Stored data entries

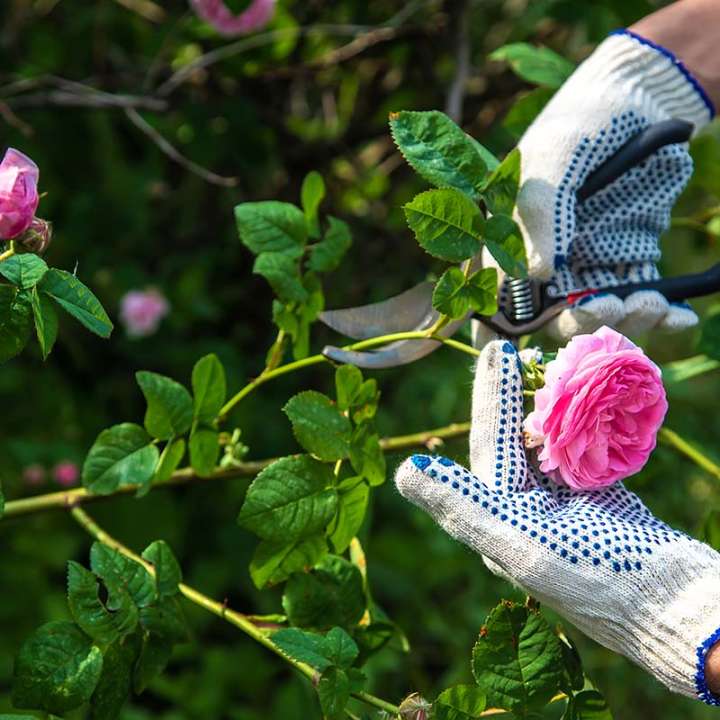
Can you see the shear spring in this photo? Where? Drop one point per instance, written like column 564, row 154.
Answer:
column 521, row 296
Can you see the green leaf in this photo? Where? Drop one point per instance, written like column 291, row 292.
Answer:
column 517, row 660
column 537, row 65
column 46, row 323
column 446, row 223
column 439, row 150
column 290, row 499
column 15, row 321
column 209, row 388
column 170, row 459
column 318, row 425
column 366, row 455
column 331, row 594
column 353, row 496
column 502, row 186
column 282, row 271
column 121, row 455
column 461, row 702
column 76, row 299
column 169, row 405
column 122, row 575
column 311, row 195
column 327, row 254
column 25, row 270
column 274, row 561
column 504, row 241
column 168, row 574
column 271, row 226
column 56, row 669
column 334, row 692
column 455, row 295
column 90, row 613
column 115, row 683
column 204, row 450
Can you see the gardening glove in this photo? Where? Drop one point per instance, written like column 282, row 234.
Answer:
column 599, row 558
column 627, row 84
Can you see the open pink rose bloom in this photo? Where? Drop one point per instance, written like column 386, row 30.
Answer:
column 216, row 12
column 18, row 193
column 598, row 415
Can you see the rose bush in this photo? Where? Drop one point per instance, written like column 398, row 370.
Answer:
column 599, row 412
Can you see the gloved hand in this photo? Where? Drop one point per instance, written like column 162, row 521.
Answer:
column 600, row 558
column 612, row 238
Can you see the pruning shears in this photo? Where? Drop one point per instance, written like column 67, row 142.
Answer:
column 532, row 304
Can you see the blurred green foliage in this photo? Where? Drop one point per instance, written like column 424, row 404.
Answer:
column 303, row 95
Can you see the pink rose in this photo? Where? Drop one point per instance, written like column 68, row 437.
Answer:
column 18, row 193
column 226, row 22
column 142, row 310
column 66, row 473
column 598, row 414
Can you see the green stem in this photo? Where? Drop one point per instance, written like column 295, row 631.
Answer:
column 672, row 439
column 237, row 619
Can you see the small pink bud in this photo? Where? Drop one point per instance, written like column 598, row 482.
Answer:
column 66, row 473
column 18, row 193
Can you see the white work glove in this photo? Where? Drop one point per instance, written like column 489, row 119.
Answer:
column 612, row 238
column 599, row 558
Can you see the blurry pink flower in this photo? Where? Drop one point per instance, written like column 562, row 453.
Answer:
column 18, row 193
column 227, row 23
column 34, row 474
column 599, row 412
column 66, row 473
column 142, row 310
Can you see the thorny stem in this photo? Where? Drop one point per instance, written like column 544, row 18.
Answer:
column 237, row 619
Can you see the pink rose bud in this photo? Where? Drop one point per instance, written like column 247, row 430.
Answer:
column 598, row 415
column 18, row 193
column 217, row 13
column 34, row 474
column 66, row 473
column 142, row 310
column 37, row 237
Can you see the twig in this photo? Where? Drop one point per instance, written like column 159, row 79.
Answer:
column 164, row 145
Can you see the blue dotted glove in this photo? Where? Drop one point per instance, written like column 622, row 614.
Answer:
column 612, row 238
column 599, row 558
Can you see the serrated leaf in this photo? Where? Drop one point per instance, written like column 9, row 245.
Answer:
column 461, row 702
column 169, row 405
column 504, row 241
column 274, row 561
column 282, row 271
column 331, row 594
column 271, row 226
column 290, row 499
column 168, row 574
column 502, row 186
column 438, row 150
column 46, row 322
column 121, row 455
column 537, row 65
column 15, row 321
column 311, row 195
column 25, row 270
column 353, row 496
column 209, row 388
column 204, row 450
column 56, row 669
column 318, row 425
column 90, row 613
column 329, row 252
column 76, row 299
column 446, row 223
column 517, row 660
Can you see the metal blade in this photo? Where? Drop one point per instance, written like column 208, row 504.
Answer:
column 409, row 310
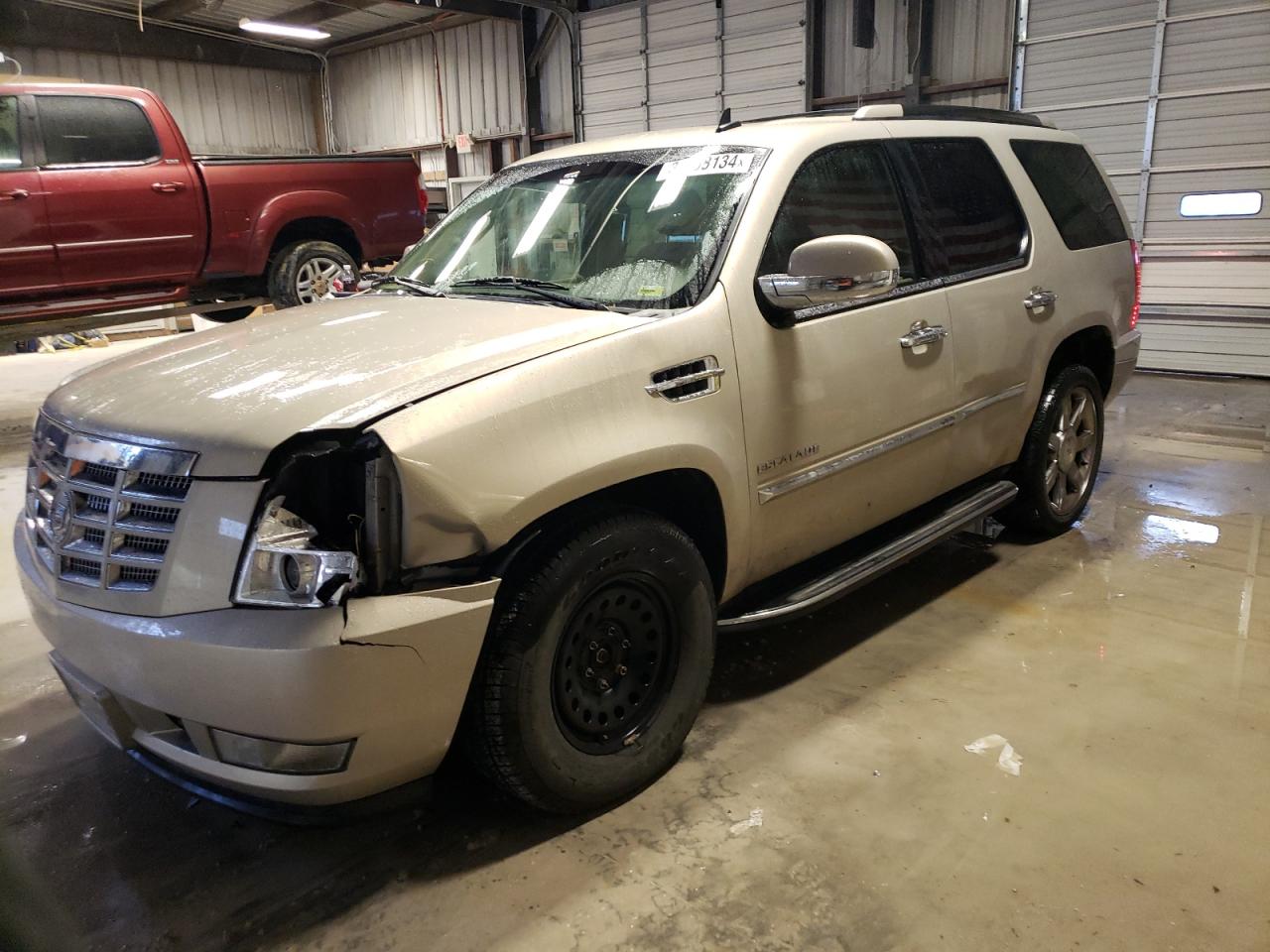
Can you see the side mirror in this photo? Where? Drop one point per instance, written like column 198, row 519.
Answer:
column 833, row 270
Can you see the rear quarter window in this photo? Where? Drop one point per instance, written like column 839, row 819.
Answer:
column 1074, row 191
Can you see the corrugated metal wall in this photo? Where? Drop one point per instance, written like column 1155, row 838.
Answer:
column 221, row 109
column 556, row 84
column 970, row 44
column 1174, row 95
column 851, row 70
column 667, row 63
column 388, row 96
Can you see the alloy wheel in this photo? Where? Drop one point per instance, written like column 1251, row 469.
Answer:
column 1071, row 448
column 314, row 280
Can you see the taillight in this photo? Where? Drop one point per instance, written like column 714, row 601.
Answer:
column 1137, row 286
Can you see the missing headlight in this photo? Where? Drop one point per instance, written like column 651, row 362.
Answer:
column 327, row 527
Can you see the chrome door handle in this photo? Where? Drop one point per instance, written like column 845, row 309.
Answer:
column 922, row 333
column 1039, row 298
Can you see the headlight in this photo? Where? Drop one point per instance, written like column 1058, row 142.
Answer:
column 282, row 569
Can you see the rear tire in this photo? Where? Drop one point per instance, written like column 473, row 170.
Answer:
column 595, row 664
column 1061, row 457
column 302, row 272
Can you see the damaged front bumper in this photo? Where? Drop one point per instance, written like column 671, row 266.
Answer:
column 384, row 684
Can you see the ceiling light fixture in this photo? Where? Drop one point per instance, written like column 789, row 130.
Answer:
column 282, row 30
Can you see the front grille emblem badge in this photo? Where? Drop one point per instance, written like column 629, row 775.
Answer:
column 62, row 516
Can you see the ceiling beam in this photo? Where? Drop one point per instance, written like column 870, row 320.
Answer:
column 495, row 9
column 321, row 10
column 172, row 9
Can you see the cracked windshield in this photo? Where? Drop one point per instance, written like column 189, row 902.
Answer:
column 629, row 230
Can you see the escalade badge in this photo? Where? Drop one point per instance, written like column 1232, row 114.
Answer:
column 785, row 458
column 62, row 515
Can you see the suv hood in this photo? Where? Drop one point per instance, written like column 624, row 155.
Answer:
column 235, row 393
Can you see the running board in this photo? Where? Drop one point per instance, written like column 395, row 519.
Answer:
column 813, row 594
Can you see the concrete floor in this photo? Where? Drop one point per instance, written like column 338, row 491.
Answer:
column 825, row 800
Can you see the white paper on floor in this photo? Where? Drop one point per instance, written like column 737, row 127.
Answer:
column 1010, row 761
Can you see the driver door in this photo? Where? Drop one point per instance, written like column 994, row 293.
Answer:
column 842, row 422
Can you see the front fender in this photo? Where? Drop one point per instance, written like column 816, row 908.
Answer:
column 483, row 461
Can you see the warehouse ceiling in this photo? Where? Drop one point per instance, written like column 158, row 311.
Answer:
column 345, row 21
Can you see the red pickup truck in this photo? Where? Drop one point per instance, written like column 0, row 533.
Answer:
column 103, row 208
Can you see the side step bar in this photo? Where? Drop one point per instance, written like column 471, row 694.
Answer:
column 846, row 578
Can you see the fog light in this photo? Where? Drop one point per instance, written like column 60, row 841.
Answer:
column 280, row 756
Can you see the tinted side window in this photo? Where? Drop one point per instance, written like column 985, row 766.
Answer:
column 1074, row 191
column 79, row 130
column 839, row 190
column 10, row 144
column 965, row 212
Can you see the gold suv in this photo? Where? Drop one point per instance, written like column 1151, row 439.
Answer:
column 611, row 405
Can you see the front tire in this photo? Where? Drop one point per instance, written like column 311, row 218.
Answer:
column 302, row 273
column 597, row 662
column 1061, row 457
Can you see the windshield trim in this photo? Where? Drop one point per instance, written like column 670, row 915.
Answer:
column 548, row 166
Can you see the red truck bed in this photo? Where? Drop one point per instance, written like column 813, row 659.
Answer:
column 105, row 208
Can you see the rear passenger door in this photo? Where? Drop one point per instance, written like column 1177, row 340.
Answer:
column 27, row 262
column 842, row 420
column 122, row 207
column 974, row 239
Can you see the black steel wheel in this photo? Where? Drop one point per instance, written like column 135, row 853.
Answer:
column 619, row 653
column 595, row 662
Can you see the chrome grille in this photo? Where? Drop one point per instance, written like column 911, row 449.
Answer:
column 99, row 512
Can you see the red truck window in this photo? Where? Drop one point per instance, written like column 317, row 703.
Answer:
column 89, row 130
column 10, row 146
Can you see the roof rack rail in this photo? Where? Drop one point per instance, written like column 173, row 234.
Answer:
column 894, row 111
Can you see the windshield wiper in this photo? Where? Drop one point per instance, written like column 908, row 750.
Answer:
column 547, row 290
column 412, row 285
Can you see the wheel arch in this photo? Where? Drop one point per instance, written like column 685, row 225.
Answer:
column 1091, row 347
column 688, row 498
column 318, row 229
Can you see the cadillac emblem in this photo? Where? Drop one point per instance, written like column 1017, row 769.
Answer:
column 60, row 517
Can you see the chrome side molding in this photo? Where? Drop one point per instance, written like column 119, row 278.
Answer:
column 853, row 457
column 846, row 578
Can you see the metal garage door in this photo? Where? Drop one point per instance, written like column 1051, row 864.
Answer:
column 1174, row 95
column 666, row 63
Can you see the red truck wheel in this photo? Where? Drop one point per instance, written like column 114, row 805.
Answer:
column 303, row 273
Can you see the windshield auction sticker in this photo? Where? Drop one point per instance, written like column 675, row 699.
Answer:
column 708, row 164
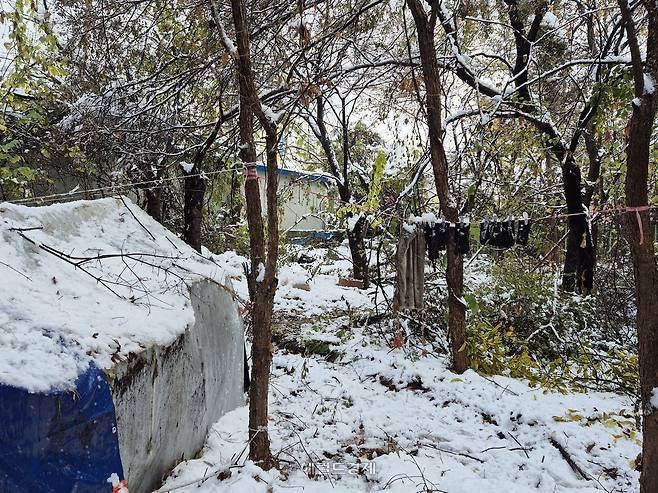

→ **What you are asked to do**
Filter the records above for lines with "stem".

→ **Task solution**
Can you see the green stem in this photo? Where? Drop one point per instance, written like column 295, row 631.
Can you see the thorny stem in this photo? Where? Drop one point per instance, written like column 544, row 18.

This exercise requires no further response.